Si repasáis la breve
historia de nuestra República, que se inaugura magníficamente con signo
juvenil, dominada por hombres que gobiernan y legislan atentos al porvenir de
su pueblo, veréis que es un hombre profundamente viejo, un alma decrépita de
ramera averiada y reblandecida, el llamado Lerroux, quien se encarga de
acarrear a ella, de amontonar sobre ella —¡nuestra noble República!— todos
los escombros de la rancia política en derribo, toda la cochambre de la
inagotable picaresca española. A esto llamaba él ensanchar la base de la República.

Tarea escrita 1:
En el extracto sobre la República, ¿cómo llamaba Lerroux a lo que hacía?
Tarea escrita 2:
Reescribe el extracto sobre la República desde "Si repasáis la" hasta "de la República.", poniendo "restos" en lugar de "escombros".
Tarea escrita 3:
Di si cada frase coincide con el extracto sobre la República. Contesta sí o no y copia las palabras del extracto que lo deciden.
(a) La República empieza con signo juvenil.
(b) A Lerroux se le describe como un hombre joven.
(c) Los hombres que dominan la República gobiernan pensando en el pasado.
Las líneas de datos no tienen nada que ver con el extracto.

Líneas de datos:
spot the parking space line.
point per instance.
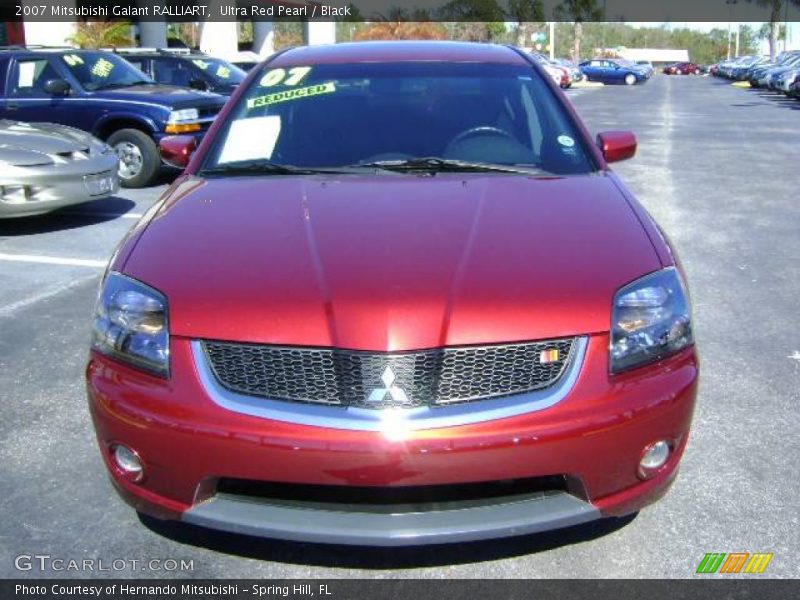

Respuesta completa 1:
Lo llamaba ensanchar la base de la República.

Respuesta completa 2:
Si repasáis la breve
historia de nuestra República, que se inaugura magníficamente con signo
juvenil, dominada por hombres que gobiernan y legislan atentos al porvenir de
su pueblo, veréis que es un hombre profundamente viejo, un alma decrépita de
ramera averiada y reblandecida, el llamado Lerroux, quien se encarga de
acarrear a ella, de amontonar sobre ella —¡nuestra noble República!— todos
los restos de la rancia política en derribo, toda la cochambre de la
inagotable picaresca española. A esto llamaba él ensanchar la base de la República.

Respuesta completa 3:
(a) Sí: "se inaugura magníficamente con signo juvenil".
(b) No: "un hombre profundamente viejo".
(c) No: "gobiernan y legislan atentos al porvenir de su pueblo".